Awards and nominations

The film is also recognized by American Film Institute in these lists:
 AFI's 100 Years... 100 Laughs — Nominated

Controversy and lawsuits
On June 10, 1993, actress Donna Douglas and her partner Curt Wilson in Associated Artists Entertainment, Inc. filed a $200 million lawsuit against The Walt Disney Company, Whoopi Goldberg, Bette Midler, their production companies, and Creative Artists Agency claiming the film was plagiarized from the book A Nun in the Closet, owned by the partners. Douglas and Wilson argued that, in 1985, they had developed a screenplay for the book, which had been submitted to Disney, Goldberg, and Midler three times during 1987 and 1988. The lawsuit noted over 100 similarities between the movie and the book/screenplay as evidence of plagiarism. In 1994, Douglas and Wilson declined a $1 million offer in an attempt to win the case. The judge found in favor of Disney and the other defendants. Wilson stated at the time, "They would have had to copy our stuff verbatim for us to prevail."

In November 2011, a nun named Delois Blakely filed a lawsuit against The Walt Disney Company and Sony Pictures claiming that The Harlem Street Nun, an autobiography she wrote in 1987, was the basis for the 1992 film. She alleged that a movie executive expressed an interest in the movie rights after she wrote a three-page synopsis. She sued for "breach of contract, misappropriation of likeness and unjust enrichment." Blakely dropped the original lawsuit in January 2012 to serve a more robust lawsuit in late August 2012 with the New York Supreme Court, asking for $1 billion in damages from Disney. In early February 2013, the New York Supreme Court dismissed the lawsuit with prejudice, awarding no damages to Blakely.

Home media
The Region 1 DVD was released on November 6, 2001; however, the disc has no anamorphic enhancement, similar to early DVDs from Buena Vista Home Entertainment. Special Features include the film's theatrical trailer; music videos for "I Will Follow Him" by Deloris and the Sisters, and "If My Sister's in Trouble" by Lady Soul, both of which contain clips from the film; and a featurette titled "Inside Sister Act: The Making Of".

The all-region Blu-ray including both films was released on June 19, 2012, with both films presented in 1080p. The three-disc set also includes both films on DVD with the same bonus features as previous releases.

Musical

The musical Sister Act, directed by Peter Schneider and choreographed by Marguerite Derricks, premiered at the Pasadena Playhouse in Pasadena, California on October 24, 2006, and closed on December 23, 2006. It broke records, grossing $1,085,929 to become the highest grossing show ever at the venue. The production then moved to the Alliance Theatre in Atlanta, Georgia, where it ran from January 17 to February 25, 2007.

What you are asked to do
According to the text about the film, what amount did Douglas and Wilson turn down in 1994?

Excerpted records
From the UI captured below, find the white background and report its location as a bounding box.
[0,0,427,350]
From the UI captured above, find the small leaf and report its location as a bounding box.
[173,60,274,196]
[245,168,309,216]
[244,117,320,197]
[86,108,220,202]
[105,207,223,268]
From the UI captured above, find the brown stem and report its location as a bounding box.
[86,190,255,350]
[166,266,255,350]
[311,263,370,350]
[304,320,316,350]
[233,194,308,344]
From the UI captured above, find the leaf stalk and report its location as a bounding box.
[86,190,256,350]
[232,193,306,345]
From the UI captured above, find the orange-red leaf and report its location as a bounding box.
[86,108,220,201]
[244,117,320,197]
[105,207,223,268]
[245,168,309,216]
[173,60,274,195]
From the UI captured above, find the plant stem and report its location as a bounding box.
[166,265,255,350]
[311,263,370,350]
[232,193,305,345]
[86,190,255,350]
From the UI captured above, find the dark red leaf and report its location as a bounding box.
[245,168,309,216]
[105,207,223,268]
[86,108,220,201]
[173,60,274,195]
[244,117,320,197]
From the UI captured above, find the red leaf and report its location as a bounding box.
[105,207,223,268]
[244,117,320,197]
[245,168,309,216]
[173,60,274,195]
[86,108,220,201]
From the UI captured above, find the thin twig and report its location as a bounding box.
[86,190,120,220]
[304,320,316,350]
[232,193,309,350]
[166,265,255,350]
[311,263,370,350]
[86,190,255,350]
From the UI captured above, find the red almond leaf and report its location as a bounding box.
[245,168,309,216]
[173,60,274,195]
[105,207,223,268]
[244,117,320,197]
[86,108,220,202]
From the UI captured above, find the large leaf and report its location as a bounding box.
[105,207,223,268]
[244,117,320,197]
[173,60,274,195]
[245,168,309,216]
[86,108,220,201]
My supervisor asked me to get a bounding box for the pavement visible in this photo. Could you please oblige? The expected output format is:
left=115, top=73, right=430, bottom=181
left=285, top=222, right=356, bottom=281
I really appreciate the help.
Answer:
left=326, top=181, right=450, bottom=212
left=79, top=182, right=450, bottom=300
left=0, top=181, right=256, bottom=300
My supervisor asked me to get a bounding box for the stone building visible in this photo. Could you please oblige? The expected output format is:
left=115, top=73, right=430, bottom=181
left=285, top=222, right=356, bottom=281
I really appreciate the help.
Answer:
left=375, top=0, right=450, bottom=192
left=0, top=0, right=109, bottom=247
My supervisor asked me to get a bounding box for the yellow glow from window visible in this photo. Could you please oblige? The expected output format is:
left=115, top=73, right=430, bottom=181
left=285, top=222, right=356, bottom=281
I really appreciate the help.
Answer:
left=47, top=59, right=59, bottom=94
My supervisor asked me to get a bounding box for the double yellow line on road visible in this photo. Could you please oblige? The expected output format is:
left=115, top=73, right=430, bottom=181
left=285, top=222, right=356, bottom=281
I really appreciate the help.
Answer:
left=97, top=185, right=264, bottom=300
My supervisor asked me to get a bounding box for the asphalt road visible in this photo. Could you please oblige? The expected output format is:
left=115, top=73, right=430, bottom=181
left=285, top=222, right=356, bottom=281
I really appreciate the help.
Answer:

The result
A $1 million offer.